■ PAGE EXTRACT
Start

Kofi is an Akan masculine given name among the Akan people (such as the Ashanti and Fante) in Ghana that is given to a boy born on Friday. Traditionally in Ghana, a child would receive their Akan day name during their Outdooring, eight days after birth. 

According to Akan tradition, people born on particular days exhibit certain characteristics or attributes. Kofi has the appellation "Kyini", "Otuo" and "Ntiful" meaning "wanderer" and "traveller."

Origin and meaning of Kofi 
In the Akan culture, gh day names are known to be derived from deities. Kofi originated from  Kwaofida and the Lord of life's home deity of the day Friday. Males named Kofi are known to be adventurers and indecisive thus taking time to settle. They are highly motivated and competent.

Male variants of Kofi 
Day names in Ghana vary in spelling among the various Akan subgroups.  The name is spelt Kofi by the Akuapem, Ashanti and Fante subgroups. Other versions of Kofi are Fiifi and Yoofi.

End

■ PROMPT 1
Show every line of the rows below that contains the word "leaf". Case counts.

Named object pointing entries
Start

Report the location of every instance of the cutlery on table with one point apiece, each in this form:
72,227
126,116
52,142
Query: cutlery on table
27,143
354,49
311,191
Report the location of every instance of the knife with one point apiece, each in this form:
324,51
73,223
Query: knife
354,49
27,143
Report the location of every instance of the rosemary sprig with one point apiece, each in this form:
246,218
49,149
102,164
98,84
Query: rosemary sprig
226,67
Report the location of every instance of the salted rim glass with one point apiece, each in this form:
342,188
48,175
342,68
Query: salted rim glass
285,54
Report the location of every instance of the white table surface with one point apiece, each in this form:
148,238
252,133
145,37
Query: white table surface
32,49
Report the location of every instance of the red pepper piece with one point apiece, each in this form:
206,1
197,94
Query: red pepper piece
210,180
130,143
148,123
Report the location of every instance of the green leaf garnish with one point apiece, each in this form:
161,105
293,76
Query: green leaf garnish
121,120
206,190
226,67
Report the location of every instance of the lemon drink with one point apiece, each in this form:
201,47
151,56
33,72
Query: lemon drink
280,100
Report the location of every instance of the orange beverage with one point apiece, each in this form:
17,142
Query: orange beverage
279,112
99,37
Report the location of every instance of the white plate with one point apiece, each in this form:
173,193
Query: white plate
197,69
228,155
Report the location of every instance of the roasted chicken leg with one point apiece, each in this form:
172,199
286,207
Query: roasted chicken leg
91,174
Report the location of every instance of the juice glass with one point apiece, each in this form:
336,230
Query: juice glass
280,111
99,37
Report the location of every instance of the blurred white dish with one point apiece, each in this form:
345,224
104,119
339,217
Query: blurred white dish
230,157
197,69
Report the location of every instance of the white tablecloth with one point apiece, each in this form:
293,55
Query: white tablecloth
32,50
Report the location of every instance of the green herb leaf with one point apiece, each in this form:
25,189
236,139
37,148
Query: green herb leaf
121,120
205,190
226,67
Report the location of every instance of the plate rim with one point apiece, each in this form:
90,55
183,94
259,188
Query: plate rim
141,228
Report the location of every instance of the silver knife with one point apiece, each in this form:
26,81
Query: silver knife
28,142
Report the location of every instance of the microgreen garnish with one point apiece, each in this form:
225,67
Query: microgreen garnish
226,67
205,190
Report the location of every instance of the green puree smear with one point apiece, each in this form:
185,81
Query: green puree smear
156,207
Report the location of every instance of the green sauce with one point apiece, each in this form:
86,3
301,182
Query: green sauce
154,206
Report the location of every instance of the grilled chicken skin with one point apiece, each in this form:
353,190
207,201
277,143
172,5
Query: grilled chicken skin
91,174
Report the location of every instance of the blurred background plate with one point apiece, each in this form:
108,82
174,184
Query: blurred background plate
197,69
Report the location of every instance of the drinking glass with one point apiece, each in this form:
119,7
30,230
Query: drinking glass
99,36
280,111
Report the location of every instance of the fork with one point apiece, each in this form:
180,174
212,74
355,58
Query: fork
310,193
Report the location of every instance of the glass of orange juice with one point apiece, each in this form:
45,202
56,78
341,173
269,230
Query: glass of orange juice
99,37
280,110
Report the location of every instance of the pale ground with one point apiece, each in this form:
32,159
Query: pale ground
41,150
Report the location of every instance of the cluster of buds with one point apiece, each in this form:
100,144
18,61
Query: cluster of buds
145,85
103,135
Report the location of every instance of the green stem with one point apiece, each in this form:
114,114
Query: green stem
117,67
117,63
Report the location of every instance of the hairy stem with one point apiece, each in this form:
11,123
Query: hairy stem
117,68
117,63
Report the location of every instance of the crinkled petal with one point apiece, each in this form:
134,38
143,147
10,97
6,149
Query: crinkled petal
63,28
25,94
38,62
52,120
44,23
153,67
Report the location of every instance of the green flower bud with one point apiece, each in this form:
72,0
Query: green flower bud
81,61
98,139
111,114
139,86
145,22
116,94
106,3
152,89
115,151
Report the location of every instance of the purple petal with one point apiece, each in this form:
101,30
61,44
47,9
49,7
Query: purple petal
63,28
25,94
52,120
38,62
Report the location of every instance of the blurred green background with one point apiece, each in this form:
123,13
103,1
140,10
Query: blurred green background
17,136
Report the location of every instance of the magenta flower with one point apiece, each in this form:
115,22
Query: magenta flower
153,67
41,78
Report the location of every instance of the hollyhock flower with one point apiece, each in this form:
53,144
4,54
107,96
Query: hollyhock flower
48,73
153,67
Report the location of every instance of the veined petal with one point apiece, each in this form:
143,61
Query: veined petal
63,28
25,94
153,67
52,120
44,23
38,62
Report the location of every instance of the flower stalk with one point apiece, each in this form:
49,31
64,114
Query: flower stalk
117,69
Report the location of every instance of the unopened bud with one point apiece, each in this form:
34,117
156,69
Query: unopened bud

End

■ PROMPT 2
Duplicate the part of the Kofi text above that opens with the words "According to Akan" and closes with "Fiifi and Yoofi.".

■ FULL RESPONSE 1
Report the location of every instance of the green leaf garnish with one point apiece, each in this form:
Query: green leaf garnish
Report the location of every instance of the green herb leaf with one point apiece, each in this form:
Query: green herb leaf

■ FULL RESPONSE 2
According to Akan tradition, people born on particular days exhibit certain characteristics or attributes. Kofi has the appellation "Kyini", "Otuo" and "Ntiful" meaning "wanderer" and "traveller."

Origin and meaning of Kofi 
In the Akan culture, gh day names are known to be derived from deities. Kofi originated from  Kwaofida and the Lord of life's home deity of the day Friday. Males named Kofi are known to be adventurers and indecisive thus taking time to settle. They are highly motivated and competent.

Male variants of Kofi 
Day names in Ghana vary in spelling among the various Akan subgroups.  The name is spelt Kofi by the Akuapem, Ashanti and Fante subgroups. Other versions of Kofi are Fiifi and Yoofi.